(Bounding box data excerpts)
★ ★ ★ ★ ★ ★ ★

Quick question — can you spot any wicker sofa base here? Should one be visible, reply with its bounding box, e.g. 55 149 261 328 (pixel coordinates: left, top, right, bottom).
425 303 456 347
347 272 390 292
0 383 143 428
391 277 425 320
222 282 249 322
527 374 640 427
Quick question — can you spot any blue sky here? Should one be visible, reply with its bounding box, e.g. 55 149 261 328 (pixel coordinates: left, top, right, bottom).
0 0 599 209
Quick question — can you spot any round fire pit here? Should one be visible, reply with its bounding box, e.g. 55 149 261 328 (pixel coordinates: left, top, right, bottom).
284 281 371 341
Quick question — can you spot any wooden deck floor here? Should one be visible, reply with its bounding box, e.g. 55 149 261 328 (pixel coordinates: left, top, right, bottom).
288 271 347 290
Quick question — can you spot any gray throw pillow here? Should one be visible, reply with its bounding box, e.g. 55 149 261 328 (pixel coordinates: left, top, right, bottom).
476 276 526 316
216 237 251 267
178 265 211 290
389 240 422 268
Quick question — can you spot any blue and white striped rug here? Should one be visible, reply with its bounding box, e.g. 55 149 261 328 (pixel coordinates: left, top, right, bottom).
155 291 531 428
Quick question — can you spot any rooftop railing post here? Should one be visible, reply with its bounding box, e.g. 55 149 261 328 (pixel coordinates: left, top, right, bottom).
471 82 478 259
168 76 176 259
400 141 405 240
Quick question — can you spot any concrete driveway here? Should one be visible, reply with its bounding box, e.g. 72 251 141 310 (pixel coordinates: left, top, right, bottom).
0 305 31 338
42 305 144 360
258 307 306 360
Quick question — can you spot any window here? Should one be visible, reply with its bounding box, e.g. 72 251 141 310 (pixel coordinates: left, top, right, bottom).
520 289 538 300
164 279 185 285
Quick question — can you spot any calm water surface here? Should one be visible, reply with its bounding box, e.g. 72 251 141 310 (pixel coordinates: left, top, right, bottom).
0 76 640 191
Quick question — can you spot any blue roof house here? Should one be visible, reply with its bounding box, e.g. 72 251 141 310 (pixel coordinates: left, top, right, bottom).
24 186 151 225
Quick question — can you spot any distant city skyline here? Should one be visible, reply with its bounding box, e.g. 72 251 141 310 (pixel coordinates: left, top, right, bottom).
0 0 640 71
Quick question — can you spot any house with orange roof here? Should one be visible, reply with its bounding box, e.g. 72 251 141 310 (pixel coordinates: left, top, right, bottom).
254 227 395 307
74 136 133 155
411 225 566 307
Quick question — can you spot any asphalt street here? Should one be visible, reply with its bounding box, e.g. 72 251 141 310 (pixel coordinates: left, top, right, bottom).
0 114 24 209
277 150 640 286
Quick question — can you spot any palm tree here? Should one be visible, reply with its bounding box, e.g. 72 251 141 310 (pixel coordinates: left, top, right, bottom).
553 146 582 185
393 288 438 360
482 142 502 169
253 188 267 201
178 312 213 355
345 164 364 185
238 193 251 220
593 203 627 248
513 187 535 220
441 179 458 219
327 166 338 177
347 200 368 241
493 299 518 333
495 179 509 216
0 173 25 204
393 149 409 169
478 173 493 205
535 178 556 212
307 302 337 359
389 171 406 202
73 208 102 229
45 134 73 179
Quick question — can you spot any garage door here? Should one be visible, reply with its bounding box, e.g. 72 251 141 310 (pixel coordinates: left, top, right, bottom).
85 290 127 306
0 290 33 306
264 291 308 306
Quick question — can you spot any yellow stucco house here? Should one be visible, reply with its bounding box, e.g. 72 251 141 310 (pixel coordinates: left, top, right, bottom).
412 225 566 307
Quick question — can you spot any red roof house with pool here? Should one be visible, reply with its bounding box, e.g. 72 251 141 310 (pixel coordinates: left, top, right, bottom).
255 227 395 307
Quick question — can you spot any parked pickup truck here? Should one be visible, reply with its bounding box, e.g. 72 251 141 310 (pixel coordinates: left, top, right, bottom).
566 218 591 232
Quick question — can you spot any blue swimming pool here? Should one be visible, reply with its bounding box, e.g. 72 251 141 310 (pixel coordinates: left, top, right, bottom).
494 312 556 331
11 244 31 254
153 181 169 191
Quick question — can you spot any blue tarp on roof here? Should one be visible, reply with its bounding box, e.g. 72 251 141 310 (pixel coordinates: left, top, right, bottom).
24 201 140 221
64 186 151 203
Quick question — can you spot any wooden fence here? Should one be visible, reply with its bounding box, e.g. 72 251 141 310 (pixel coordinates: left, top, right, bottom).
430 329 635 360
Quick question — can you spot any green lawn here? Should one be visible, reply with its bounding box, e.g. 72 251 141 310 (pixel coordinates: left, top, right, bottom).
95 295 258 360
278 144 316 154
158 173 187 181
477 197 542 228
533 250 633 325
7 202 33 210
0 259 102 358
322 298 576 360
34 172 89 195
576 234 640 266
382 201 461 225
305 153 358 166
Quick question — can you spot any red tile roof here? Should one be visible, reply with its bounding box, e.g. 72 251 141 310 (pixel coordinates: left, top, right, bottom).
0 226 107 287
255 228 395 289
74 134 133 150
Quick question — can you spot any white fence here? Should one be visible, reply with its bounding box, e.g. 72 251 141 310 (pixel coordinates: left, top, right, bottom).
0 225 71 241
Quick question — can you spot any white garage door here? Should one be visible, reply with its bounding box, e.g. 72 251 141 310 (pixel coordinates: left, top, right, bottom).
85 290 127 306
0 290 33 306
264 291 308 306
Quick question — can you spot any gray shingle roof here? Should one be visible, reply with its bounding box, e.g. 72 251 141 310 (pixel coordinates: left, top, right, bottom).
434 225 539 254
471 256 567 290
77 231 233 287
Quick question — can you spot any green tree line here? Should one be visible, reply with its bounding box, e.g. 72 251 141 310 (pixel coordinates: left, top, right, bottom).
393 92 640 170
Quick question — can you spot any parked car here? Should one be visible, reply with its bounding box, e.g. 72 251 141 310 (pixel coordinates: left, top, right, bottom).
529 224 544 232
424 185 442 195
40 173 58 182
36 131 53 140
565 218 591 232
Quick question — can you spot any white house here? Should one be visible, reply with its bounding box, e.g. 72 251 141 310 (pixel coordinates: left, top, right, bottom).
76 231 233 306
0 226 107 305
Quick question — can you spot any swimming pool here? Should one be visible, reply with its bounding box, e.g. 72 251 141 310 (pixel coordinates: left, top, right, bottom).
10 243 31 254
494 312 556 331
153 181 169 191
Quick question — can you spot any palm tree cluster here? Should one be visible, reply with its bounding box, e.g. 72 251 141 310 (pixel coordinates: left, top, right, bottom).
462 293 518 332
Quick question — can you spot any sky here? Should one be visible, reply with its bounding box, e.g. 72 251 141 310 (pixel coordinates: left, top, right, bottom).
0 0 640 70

★ ★ ★ ★ ★ ★ ★

=== Goal of the exercise ===
Present every line of the items above as a Markdown table with the columns Row and Line, numbering the lines in order and leaving out any blank lines.

=== Response ===
| Row | Line |
|---|---|
| 1 | Quick question — can you spot any wicker sofa base here? Should one be visible, reply with its bounding box, e.g. 55 149 261 328 (pixel coordinates: left, top, right, bottom). |
| 2 | 425 303 456 347 |
| 3 | 347 272 390 292 |
| 4 | 0 383 143 428 |
| 5 | 391 277 425 320 |
| 6 | 222 282 249 322 |
| 7 | 527 374 640 427 |
| 8 | Quick question — can you spot any blue sky here? Should one be visible, reply with its bounding box, e.g. 55 149 261 328 (pixel coordinates: left, top, right, bottom). |
| 9 | 0 0 599 209 |
| 10 | Quick question — can you spot any round fire pit here? Should one be visible, reply with its bounding box, e.g. 55 149 261 328 (pixel coordinates: left, top, right, bottom). |
| 11 | 284 281 371 341 |
| 12 | Quick question — can you spot any wooden deck floor here? Should one be visible, reply with its bounding box, e.g. 55 149 261 328 (pixel coordinates: left, top, right, bottom). |
| 13 | 288 271 347 290 |
| 14 | Quick question — can you spot any gray throw pillow here? Should one be visible, reply with its bounding box, e.g. 55 149 261 328 (pixel coordinates: left, top, right, bottom). |
| 15 | 476 276 526 316 |
| 16 | 216 237 251 267 |
| 17 | 178 265 211 290 |
| 18 | 389 240 422 268 |
| 19 | Quick question — can you spot any blue and white striped rug here? Should one be visible, reply with its bounding box, e.g. 55 149 261 328 (pixel coordinates: left, top, right, bottom). |
| 20 | 155 291 531 428 |
| 21 | Quick question — can you spot any rooftop railing post here? Should one be visible, reply with its bounding box, e.g. 55 149 261 328 (pixel coordinates: left, top, right, bottom). |
| 22 | 471 82 478 259 |
| 23 | 168 76 176 259 |
| 24 | 400 141 405 240 |
| 25 | Quick question — can you spot any concrete driveway here? Should one be visible, reply with its bounding box, e.g. 72 251 141 310 (pixel coordinates: left, top, right, bottom). |
| 26 | 0 305 31 338 |
| 27 | 42 305 144 360 |
| 28 | 258 307 306 360 |
| 29 | Quick question — can you spot any window here? Should one be visible, reply with its bounding box, e.g. 72 251 141 310 (pixel coordinates: left, top, right, bottom). |
| 30 | 520 289 538 300 |
| 31 | 164 279 185 285 |
| 32 | Quick question — can you spot any calm water surface here? Should one be visible, reply with its bounding box, e.g. 72 251 141 310 (pixel coordinates: left, top, right, bottom). |
| 33 | 0 76 640 191 |
| 34 | Quick question — can you spot any blue roof house here? Should one be visible, reply with its bounding box, e.g. 72 251 141 310 (pixel coordinates: left, top, right, bottom). |
| 35 | 24 186 151 225 |
| 36 | Quick question — can you spot any distant city skyline here? Should one be visible, reply with its bounding box, e.g. 72 251 141 310 (pixel coordinates: left, top, right, bottom). |
| 37 | 0 0 640 71 |
| 38 | Quick question — can you spot any house with orange roof here? Should one be visible, reply with its bounding box, e.g. 72 251 141 310 (pixel coordinates: left, top, right, bottom). |
| 39 | 254 227 395 307 |
| 40 | 74 136 133 155 |
| 41 | 411 225 566 307 |
| 42 | Quick question — can you spot any asphalt street here? Should one be visible, reply with its bounding box, e.g. 72 251 141 310 (pixel coordinates: left, top, right, bottom). |
| 43 | 0 114 24 209 |
| 44 | 277 150 640 286 |
| 45 | Quick question — can you spot any palm tree here? Should one be visible, reply with its bounding box, e.g. 72 251 141 310 (pixel coordinates: left, top, right, bottom). |
| 46 | 553 146 582 185 |
| 47 | 393 288 438 360 |
| 48 | 482 142 502 169 |
| 49 | 253 188 267 201 |
| 50 | 178 312 213 355 |
| 51 | 345 164 364 185 |
| 52 | 238 193 251 220 |
| 53 | 593 203 627 248 |
| 54 | 513 187 535 220 |
| 55 | 441 179 458 219 |
| 56 | 327 166 338 177 |
| 57 | 347 200 368 241 |
| 58 | 493 299 518 333 |
| 59 | 495 179 509 216 |
| 60 | 0 173 25 204 |
| 61 | 393 149 409 169 |
| 62 | 478 173 493 205 |
| 63 | 535 178 556 212 |
| 64 | 307 302 337 359 |
| 65 | 389 171 406 202 |
| 66 | 73 208 102 229 |
| 67 | 45 134 73 179 |
| 68 | Quick question — can you spot any garage door here? Should one be visible, reply with its bounding box, e.g. 72 251 141 310 (pixel coordinates: left, top, right, bottom). |
| 69 | 85 290 127 306 |
| 70 | 0 290 33 306 |
| 71 | 264 291 308 306 |
| 72 | Quick question — can you spot any yellow stucco house here? Should one be visible, reply with its bounding box, e.g. 72 251 141 310 (pixel coordinates: left, top, right, bottom). |
| 73 | 412 225 566 307 |
| 74 | Quick question — can you spot any red roof house with pool here? Should one be visible, reply with its bounding box, e.g. 72 251 141 310 (pixel coordinates: left, top, right, bottom). |
| 75 | 255 227 395 307 |
| 76 | Quick question — can you spot any parked pickup truck here? Should one be visible, reply with its bounding box, e.g. 72 251 141 310 (pixel coordinates: left, top, right, bottom). |
| 77 | 566 218 591 232 |
| 78 | Quick question — can you spot any blue swimming pool here? Should one be visible, reply with its bounding box, e.g. 72 251 141 310 (pixel coordinates: left, top, right, bottom). |
| 79 | 494 312 556 331 |
| 80 | 11 244 31 254 |
| 81 | 153 181 169 191 |
| 82 | Quick question — can you spot any blue tarp on roof here? Should one be visible, reply with its bounding box, e.g. 72 251 141 310 (pixel coordinates: left, top, right, bottom). |
| 83 | 24 201 140 221 |
| 84 | 64 186 151 203 |
| 85 | Quick question — can you spot any wooden fence here? Should one be visible, reply with its bounding box, e.g. 72 251 141 310 (pixel coordinates: left, top, right, bottom). |
| 86 | 430 329 635 360 |
| 87 | Quick question — can you spot any green lawn here? Should one be visible, reply with its bounding box, e.g. 72 251 141 310 (pixel coordinates: left, top, right, bottom). |
| 88 | 95 295 258 360 |
| 89 | 278 144 316 154 |
| 90 | 158 173 187 181 |
| 91 | 477 197 542 228 |
| 92 | 533 250 633 325 |
| 93 | 7 202 33 210 |
| 94 | 0 259 102 358 |
| 95 | 322 298 576 360 |
| 96 | 34 172 89 195 |
| 97 | 576 234 640 266 |
| 98 | 382 201 461 225 |
| 99 | 305 153 358 166 |
| 100 | Quick question — can you spot any red tile roof here? Should one be visible, reply with its bounding box, e.g. 72 251 141 310 (pixel coordinates: left, top, right, bottom). |
| 101 | 0 226 107 287 |
| 102 | 255 228 395 289 |
| 103 | 74 134 133 150 |
| 104 | Quick question — can you spot any white fence here? Should one be visible, reply with its bounding box, e.g. 72 251 141 310 (pixel coordinates: left, top, right, bottom). |
| 105 | 0 225 71 241 |
| 106 | Quick question — can you spot any white garage door here? Should one be visible, reply with its bounding box, e.g. 72 251 141 310 (pixel coordinates: left, top, right, bottom). |
| 107 | 85 290 127 306 |
| 108 | 0 290 33 306 |
| 109 | 264 291 308 306 |
| 110 | Quick question — can you spot any gray shingle roof here? Should one be visible, reply with its bounding box, e.g. 72 251 141 310 (pixel coordinates: left, top, right, bottom). |
| 111 | 434 225 539 254 |
| 112 | 471 256 567 290 |
| 113 | 77 231 233 287 |
| 114 | Quick question — can you spot any green tree line here? Should one be visible, reply with its bounding box, e.g. 72 251 141 310 (pixel coordinates: left, top, right, bottom). |
| 115 | 393 92 640 170 |
| 116 | Quick question — can you spot any parked car here? Should one be visible, reply with its bounding box, e.g. 72 251 141 310 (pixel coordinates: left, top, right, bottom). |
| 117 | 529 224 544 232 |
| 118 | 424 185 442 195 |
| 119 | 40 173 58 182 |
| 120 | 36 131 53 140 |
| 121 | 565 218 591 232 |
| 122 | Quick question — can you spot any white house here? Should one be visible, reply with its bounding box, e.g. 72 251 141 310 (pixel coordinates: left, top, right, bottom). |
| 123 | 76 231 233 306 |
| 124 | 0 226 107 305 |
| 125 | Quick question — can you spot any swimming pool here? Should one be visible, reply with its bounding box, e.g. 72 251 141 310 (pixel coordinates: left, top, right, bottom). |
| 126 | 10 243 31 254 |
| 127 | 494 312 556 331 |
| 128 | 153 181 169 191 |
| 129 | Quick question — can you spot any palm tree cluster here? Should one be visible, reply with its bounding box, e.g. 72 251 141 310 (pixel coordinates: left, top, right, bottom). |
| 130 | 462 293 518 332 |
| 131 | Quick question — can you spot any sky here? Should one be visible, reply with its bounding box, e.g. 72 251 141 310 (pixel coordinates: left, top, right, bottom). |
| 132 | 0 0 640 70 |